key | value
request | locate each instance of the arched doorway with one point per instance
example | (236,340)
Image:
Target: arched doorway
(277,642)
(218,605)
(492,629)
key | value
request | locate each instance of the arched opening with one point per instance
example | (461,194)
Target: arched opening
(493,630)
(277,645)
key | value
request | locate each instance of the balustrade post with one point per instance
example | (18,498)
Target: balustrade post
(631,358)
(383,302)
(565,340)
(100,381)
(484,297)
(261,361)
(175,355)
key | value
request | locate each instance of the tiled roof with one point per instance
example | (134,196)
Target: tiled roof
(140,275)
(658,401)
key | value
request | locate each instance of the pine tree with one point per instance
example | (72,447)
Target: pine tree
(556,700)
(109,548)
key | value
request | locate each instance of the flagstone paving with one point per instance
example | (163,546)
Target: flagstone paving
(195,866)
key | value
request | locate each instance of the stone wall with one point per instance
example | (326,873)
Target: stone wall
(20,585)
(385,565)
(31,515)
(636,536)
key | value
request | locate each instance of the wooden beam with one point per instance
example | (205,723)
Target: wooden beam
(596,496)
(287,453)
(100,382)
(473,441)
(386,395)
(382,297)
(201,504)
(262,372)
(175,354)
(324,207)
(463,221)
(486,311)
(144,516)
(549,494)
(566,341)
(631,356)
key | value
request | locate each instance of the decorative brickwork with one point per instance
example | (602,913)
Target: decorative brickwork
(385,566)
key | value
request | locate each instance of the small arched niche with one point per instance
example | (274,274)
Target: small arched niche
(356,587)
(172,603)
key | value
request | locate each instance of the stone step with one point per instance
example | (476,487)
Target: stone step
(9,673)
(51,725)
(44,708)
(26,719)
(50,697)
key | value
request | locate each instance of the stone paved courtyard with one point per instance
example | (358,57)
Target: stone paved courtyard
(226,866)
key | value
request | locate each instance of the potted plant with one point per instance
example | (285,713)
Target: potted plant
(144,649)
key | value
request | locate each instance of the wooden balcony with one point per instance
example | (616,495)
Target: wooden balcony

# # #

Return every record above exactly as it appears.

▶ The reply:
key | value
request | locate each instance of the arched doorway with one point per instance
example | (236,340)
Image:
Target: arched doorway
(277,642)
(218,605)
(492,629)
key | value
request | locate each instance of the arched opening with one point per instance
example | (461,194)
Target: arched opening
(493,630)
(277,645)
key | value
request | locate each instance of the balustrade post with one point per instance
example | (18,498)
Target: balustrade post
(631,358)
(383,302)
(565,340)
(100,381)
(484,297)
(261,361)
(175,355)
key | value
request | locate each instance of the tiled roof with one point per instance
example | (134,196)
Target: tiled roof
(140,275)
(658,401)
key | value
request | locate each instance of the pine tree with one point per instance
example | (72,447)
Target: pine tree
(556,700)
(109,548)
key | value
request | locate each instance of the flagstone paving with one point per instance
example | (163,546)
Target: flagstone paving
(195,866)
key | value
request | locate each instance of the stone wall with one point per instance
example | (326,873)
Target: stone wall
(20,585)
(385,565)
(31,515)
(636,536)
key | value
request | locate each instance of the wooden beam with one point per instance
example | (205,723)
Target: wooden beam
(596,496)
(287,453)
(100,382)
(473,441)
(386,395)
(382,297)
(201,504)
(262,372)
(175,354)
(324,207)
(463,221)
(486,311)
(144,516)
(549,494)
(566,341)
(631,356)
key | value
request | locate each instance of the decorative brickwork with one point per instance
example | (602,913)
Target: decorative brickwork
(385,566)
key | value
request | locate each instance of the small arched niche with one point per instance
example | (274,274)
Target: small arched niche
(356,587)
(172,603)
key | value
request | locate each instance of the stone step with one point per instance
example | (476,487)
Target: stone step
(9,673)
(51,725)
(44,708)
(26,719)
(50,697)
key | value
request | locate each instance of the stone paved courtyard with one point per instance
example | (358,57)
Target: stone paved courtyard
(226,866)
key | value
request | locate each instance of the potted plant with one point per instance
example | (285,713)
Target: potted plant
(144,649)
key | value
request | locate each instance of the wooden balcony with one point per instance
example | (616,495)
Target: wooden balcony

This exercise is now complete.